Task 1: According to the circuit breaker passage, which circuit breaker configuration are the experimental validations currently limited to?
Task 2: From the circuit breaker passage, write out the part that opens with the words containing "However, it is" and closes with "of Things scenarios.".

Text passage:
================
In summary, the method proposed in this paper realizes a complete closed loop from data acquisition to intelligent diagnosis without damaging the original structure of the equipment, providing a reliable technical path for the transformation of high-voltage circuit breakers from “periodic maintenance” to “condition-based maintenance”.
However, it is important to explicitly note the boundaries of the current study. The experimental validations and conclusions drawn herein are currently limited to the specific 220 kV circuit breaker configuration, and the diagnostic framework focuses exclusively on single-point faults. The analysis of borderline cases, such as the exact separation of overlapping or compound defects occurring simultaneously, has not been validated. Therefore, future work will further study the transfer learning ability of this model on different mechanism models and investigate advanced decoupling algorithms for simultaneous compound faults to enhance its universality in ubiquitous power Internet of Things scenarios.
================
Extracted information:
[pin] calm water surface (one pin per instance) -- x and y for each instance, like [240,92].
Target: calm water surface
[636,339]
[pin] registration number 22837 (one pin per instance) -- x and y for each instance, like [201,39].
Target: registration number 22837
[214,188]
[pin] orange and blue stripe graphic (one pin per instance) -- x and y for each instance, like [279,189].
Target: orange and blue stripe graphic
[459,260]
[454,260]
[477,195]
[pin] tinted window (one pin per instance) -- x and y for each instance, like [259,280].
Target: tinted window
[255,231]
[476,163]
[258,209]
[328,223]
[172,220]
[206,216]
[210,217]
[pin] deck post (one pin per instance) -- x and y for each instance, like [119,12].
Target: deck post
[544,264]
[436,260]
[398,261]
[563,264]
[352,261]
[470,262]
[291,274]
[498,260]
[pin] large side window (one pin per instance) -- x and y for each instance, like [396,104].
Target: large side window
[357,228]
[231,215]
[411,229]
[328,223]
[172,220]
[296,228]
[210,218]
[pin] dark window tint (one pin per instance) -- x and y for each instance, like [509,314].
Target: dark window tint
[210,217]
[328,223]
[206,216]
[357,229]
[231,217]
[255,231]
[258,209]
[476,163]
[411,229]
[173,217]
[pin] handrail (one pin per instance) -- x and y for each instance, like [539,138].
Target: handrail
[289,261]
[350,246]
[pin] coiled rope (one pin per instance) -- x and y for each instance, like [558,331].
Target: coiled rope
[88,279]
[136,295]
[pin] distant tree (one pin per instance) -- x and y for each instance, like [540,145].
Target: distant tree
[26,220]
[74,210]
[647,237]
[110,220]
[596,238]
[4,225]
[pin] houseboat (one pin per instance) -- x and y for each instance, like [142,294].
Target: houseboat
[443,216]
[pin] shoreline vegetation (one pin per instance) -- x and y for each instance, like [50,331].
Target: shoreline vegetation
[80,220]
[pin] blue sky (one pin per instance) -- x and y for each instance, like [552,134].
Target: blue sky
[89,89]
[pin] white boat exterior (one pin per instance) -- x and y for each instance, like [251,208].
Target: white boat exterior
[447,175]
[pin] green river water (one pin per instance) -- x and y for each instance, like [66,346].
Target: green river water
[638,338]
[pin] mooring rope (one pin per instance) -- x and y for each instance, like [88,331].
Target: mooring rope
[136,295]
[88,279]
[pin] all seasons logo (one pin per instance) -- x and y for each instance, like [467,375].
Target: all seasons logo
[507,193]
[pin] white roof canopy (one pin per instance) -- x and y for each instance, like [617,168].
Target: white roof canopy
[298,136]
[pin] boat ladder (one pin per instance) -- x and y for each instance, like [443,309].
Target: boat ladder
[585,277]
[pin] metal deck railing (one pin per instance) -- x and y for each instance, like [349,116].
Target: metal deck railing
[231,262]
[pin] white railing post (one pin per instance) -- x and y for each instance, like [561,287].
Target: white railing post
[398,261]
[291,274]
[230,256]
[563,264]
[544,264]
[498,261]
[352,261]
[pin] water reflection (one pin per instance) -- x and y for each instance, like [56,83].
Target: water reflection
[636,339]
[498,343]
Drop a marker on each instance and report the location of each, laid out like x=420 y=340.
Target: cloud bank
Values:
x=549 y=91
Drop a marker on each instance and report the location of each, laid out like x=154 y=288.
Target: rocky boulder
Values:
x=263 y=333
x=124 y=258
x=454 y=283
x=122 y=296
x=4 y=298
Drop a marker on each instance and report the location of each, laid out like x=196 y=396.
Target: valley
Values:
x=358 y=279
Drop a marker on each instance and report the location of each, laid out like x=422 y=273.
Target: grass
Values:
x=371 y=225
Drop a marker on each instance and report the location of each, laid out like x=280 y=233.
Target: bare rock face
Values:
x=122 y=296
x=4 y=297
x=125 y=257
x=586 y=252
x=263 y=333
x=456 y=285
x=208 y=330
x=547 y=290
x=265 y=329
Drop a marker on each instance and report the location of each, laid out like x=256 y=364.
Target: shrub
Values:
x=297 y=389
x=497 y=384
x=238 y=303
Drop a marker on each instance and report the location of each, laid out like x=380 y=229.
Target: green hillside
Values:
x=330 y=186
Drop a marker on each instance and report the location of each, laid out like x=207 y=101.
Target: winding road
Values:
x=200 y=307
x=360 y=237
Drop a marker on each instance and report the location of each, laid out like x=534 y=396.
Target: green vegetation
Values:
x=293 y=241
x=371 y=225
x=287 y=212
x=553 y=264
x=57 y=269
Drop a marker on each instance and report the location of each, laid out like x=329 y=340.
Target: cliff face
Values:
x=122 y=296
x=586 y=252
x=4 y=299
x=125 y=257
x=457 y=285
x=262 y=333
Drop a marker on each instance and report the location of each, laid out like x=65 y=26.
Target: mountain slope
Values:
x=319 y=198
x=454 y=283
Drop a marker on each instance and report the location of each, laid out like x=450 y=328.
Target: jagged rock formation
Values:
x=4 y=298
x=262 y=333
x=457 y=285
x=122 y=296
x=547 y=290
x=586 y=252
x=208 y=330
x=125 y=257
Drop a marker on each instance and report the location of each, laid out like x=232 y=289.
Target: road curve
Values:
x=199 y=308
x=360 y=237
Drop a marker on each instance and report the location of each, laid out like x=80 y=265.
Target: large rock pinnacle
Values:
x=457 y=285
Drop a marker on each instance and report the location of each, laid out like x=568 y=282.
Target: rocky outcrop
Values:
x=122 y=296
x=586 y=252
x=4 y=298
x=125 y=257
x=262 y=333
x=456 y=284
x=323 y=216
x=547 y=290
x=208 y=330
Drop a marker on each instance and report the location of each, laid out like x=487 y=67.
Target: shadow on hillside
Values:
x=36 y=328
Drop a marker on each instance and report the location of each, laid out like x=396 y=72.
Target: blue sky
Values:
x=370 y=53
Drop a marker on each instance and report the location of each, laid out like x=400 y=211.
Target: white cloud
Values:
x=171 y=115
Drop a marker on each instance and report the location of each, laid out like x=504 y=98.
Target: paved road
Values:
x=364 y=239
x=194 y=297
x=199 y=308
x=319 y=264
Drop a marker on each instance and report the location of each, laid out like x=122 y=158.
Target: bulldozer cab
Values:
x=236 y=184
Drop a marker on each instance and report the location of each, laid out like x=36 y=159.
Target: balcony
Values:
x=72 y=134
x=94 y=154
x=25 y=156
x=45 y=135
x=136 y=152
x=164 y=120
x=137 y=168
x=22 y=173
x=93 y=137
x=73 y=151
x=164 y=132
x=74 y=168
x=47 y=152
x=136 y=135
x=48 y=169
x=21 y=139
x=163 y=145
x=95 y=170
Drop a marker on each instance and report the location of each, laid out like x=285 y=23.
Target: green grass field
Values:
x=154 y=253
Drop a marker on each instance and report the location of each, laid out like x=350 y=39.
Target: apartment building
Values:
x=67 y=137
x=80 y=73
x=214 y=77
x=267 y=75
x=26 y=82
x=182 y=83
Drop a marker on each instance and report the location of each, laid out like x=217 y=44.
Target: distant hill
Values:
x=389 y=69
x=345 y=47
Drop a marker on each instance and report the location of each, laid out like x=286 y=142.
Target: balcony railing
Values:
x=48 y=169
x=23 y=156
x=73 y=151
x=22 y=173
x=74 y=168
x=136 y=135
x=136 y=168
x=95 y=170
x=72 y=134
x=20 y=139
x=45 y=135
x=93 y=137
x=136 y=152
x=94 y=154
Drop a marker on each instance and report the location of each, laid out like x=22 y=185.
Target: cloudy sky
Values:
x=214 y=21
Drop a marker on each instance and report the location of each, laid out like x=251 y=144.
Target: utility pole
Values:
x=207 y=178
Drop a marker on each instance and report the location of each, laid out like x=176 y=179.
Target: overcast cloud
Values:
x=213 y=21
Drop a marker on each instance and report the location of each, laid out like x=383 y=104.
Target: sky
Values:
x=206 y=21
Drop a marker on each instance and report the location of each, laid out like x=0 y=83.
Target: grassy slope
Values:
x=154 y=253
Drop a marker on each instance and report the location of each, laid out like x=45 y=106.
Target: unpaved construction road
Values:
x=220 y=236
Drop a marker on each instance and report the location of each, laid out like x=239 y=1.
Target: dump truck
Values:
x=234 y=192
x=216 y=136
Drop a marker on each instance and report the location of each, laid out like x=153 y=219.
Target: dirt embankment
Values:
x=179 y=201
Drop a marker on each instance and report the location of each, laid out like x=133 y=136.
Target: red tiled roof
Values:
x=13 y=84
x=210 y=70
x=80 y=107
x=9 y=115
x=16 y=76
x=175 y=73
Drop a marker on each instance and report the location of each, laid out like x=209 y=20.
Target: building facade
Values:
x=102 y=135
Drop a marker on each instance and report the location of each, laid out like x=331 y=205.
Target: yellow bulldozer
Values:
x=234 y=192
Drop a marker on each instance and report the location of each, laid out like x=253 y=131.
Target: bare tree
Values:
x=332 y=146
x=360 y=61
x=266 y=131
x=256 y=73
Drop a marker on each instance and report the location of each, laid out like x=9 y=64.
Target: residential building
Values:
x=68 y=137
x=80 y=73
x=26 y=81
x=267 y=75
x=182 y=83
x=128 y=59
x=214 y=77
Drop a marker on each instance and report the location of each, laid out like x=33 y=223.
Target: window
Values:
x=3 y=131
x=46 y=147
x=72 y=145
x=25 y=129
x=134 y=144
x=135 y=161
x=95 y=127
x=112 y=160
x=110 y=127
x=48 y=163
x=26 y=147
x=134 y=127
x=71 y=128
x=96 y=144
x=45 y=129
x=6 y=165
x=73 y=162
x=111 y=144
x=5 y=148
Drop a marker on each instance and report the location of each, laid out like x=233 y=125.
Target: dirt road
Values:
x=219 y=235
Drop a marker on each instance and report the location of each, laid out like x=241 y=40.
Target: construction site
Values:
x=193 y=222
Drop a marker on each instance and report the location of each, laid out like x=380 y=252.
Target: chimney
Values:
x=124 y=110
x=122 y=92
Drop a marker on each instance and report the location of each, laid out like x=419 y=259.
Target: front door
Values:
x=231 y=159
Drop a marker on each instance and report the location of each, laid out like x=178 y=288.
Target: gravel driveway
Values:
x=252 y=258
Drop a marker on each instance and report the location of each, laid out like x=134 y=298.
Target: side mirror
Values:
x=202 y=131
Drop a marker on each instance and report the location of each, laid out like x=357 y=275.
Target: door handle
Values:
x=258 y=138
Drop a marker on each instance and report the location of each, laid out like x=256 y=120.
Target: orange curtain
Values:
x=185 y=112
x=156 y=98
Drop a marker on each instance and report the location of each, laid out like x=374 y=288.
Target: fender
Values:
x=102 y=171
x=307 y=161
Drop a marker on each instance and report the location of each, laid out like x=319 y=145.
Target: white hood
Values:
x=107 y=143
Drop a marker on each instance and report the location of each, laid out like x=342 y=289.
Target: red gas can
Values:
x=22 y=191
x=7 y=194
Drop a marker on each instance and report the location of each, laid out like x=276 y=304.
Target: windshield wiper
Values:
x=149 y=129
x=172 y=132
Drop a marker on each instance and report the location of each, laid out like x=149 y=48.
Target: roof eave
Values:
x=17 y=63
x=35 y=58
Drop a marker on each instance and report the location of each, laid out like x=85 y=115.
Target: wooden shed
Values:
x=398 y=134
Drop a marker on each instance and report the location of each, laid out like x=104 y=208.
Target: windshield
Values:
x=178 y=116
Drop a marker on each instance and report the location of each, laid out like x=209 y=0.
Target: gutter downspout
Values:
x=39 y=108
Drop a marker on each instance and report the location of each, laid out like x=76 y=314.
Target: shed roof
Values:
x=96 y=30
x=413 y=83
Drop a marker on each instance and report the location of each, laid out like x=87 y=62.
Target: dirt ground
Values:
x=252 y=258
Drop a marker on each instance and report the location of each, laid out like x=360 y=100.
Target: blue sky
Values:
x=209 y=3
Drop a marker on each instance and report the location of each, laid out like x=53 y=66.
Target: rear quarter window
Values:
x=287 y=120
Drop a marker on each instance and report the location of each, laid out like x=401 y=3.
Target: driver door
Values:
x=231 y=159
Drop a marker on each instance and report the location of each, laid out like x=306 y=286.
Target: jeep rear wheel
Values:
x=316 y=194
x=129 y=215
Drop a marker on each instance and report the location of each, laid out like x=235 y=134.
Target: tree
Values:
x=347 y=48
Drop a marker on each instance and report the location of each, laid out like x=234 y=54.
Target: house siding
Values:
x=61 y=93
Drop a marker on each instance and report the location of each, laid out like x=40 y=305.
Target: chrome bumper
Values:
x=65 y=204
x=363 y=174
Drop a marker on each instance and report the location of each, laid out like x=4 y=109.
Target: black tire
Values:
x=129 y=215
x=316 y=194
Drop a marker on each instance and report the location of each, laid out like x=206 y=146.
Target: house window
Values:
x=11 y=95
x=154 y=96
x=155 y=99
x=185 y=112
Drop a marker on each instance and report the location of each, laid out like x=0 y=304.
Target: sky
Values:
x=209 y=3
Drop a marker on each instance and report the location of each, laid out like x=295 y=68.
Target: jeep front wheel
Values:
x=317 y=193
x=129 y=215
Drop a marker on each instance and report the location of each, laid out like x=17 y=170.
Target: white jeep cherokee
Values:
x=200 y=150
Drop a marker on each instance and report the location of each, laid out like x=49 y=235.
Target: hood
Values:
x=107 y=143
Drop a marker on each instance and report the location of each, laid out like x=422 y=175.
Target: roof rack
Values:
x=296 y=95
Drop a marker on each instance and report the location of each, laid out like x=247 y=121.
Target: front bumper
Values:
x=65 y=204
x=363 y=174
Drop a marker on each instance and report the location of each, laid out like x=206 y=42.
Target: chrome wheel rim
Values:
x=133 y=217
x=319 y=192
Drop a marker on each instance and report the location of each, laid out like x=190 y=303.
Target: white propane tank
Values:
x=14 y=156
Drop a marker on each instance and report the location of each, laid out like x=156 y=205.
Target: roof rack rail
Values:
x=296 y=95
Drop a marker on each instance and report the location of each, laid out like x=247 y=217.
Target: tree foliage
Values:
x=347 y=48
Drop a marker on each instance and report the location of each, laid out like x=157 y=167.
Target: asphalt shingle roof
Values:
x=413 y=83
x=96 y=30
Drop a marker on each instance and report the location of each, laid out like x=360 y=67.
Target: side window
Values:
================
Exercise result 1: The specific 220 kV circuit breaker configuration.

Exercise result 2:
However, it is important to explicitly note the boundaries of the current study. The experimental validations and conclusions drawn herein are currently limited to the specific 220 kV circuit breaker configuration, and the diagnostic framework focuses exclusively on single-point faults. The analysis of borderline cases, such as the exact separation of overlapping or compound defects occurring simultaneously, has not been validated. Therefore, future work will further study the transfer learning ability of this model on different mechanism models and investigate advanced decoupling algorithms for simultaneous compound faults to enhance its universality in ubiquitous power Internet of Things scenarios.